Written task: Can you copy the review of "Racing Stripes" word for word, starting at "This brief flash" and stopping after "the image archive."?

Document segment:
^^^^^^^^
This brief flash of imagined celebrity is part curious spectacle and part great equalizer: passersby are compelled to behave like hyperactive, attention-starved children; passersby are compelled to gaze meaningfully into their blurred reflections as if they were the oh-so-soulful eyes of a “Present” Marina Abramovic; passersby are compelled to move past quickly as though the photos could perhaps be used as evidence in court; passersby cease passing by as frame after frame of changing light and parking patterns consume the image archive.
Yet, in spite of any given action, non-action, or reaction, this piece remains impassive, simply a machine spitting out a calculation, albeit an aesthetically pleasing one. Its choppy, watercolor-like aesthetic, dreamlike staccato motion blur, and positively inclusive web presence belie the far darker implications at the core of “Racing Stripes.” This painting is little more than an unblinking electronic eye, a dolled-up surveillance camera dispassionately documenting every minute in its limited field of view and reporting all it sees.
^^^^^^^^
[Point labeling examples]
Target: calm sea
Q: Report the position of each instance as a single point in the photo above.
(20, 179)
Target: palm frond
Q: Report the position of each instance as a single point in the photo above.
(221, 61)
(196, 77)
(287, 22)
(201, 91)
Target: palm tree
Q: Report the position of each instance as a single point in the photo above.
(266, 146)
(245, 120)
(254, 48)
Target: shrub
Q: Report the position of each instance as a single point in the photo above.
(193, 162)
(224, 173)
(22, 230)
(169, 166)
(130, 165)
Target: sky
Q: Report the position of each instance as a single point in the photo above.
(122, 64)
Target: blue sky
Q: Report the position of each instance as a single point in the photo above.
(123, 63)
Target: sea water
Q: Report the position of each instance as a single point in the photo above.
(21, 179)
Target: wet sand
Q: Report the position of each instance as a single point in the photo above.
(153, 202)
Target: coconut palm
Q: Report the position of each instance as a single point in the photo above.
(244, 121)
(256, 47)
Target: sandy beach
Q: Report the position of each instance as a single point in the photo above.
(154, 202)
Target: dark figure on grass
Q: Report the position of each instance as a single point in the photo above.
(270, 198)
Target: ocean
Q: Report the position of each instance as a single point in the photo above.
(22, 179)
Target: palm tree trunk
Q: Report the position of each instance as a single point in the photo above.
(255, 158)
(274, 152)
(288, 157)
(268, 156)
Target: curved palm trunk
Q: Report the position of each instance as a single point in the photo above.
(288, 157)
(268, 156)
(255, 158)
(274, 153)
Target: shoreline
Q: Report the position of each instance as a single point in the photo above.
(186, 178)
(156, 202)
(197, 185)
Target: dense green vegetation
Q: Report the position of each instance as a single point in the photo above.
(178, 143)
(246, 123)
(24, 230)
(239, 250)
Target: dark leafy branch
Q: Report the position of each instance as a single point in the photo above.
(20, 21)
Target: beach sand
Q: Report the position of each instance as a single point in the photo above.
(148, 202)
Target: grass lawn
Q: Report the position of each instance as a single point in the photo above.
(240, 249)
^^^^^^^^
Answer for this exercise:
This brief flash of imagined celebrity is part curious spectacle and part great equalizer: passersby are compelled to behave like hyperactive, attention-starved children; passersby are compelled to gaze meaningfully into their blurred reflections as if they were the oh-so-soulful eyes of a “Present” Marina Abramovic; passersby are compelled to move past quickly as though the photos could perhaps be used as evidence in court; passersby cease passing by as frame after frame of changing light and parking patterns consume the image archive.